Only the pictures are dropped; the lines of the material that follow are returned exactly.

◆ Records provided:
-=-=-

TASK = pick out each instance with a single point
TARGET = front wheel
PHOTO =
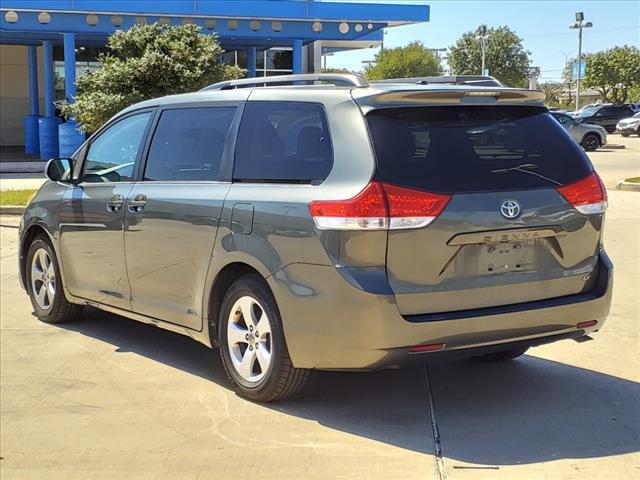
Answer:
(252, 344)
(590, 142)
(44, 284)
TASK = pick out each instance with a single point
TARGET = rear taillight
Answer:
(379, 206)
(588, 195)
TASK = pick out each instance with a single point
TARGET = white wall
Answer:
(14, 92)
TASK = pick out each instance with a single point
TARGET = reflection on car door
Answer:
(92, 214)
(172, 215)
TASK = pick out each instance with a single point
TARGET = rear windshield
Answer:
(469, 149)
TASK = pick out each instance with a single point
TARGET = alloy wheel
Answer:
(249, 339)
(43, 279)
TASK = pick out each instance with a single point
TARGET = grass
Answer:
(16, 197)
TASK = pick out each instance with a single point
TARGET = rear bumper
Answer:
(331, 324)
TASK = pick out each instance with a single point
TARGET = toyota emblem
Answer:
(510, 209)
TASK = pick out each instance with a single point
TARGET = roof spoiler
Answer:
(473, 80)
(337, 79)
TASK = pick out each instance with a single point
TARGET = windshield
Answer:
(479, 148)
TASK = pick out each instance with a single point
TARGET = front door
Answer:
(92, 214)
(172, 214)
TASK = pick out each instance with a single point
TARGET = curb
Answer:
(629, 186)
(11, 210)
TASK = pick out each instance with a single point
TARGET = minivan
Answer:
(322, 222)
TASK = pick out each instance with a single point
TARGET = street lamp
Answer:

-=-=-

◆ Exercise response:
TASK = pick out each instance with a single point
TARGET = front wheel
PHOTO =
Answer:
(252, 344)
(590, 142)
(44, 284)
TASK = pick out each instance with a single point
TARGET = rear taillight
Answer:
(379, 206)
(588, 195)
TASK = pick out each instance with a single point
TARGET = white wall
Answer:
(14, 92)
TASK = pick out each instance with a single point
TARGET = reflection on car door
Answer:
(92, 214)
(172, 215)
TASK = pick out each instance with a single point
TARGET = rear windshield
Answer:
(469, 149)
TASK = pick out each instance with a single point
TARGET = alloy wheel
Answer:
(249, 339)
(43, 279)
TASK = pick out each instance with a single point
TARGET = grass
Answer:
(16, 197)
TASK = pick out each instance with a single point
TARGET = rear bumper
Answer:
(331, 324)
TASK = pick out each instance with a single point
TARGET = toyota emblem
Answer:
(510, 209)
TASK = pick out each instance with a single point
TARGET = roof spoiler
Answer:
(473, 80)
(337, 79)
TASK = pick out each instance with a single point
TARGET = windshield
Answer:
(479, 148)
TASK = pick out each instance with a single point
TARGET = front door
Answer:
(92, 214)
(172, 214)
TASK = pick out each instance with a single point
TARGET = curb
Answer:
(629, 186)
(11, 210)
TASK = pick out each instance with a single point
TARGET = minivan
Answer:
(322, 222)
TASK = pick out each instance with a single point
TARGET = street lamp
Answer:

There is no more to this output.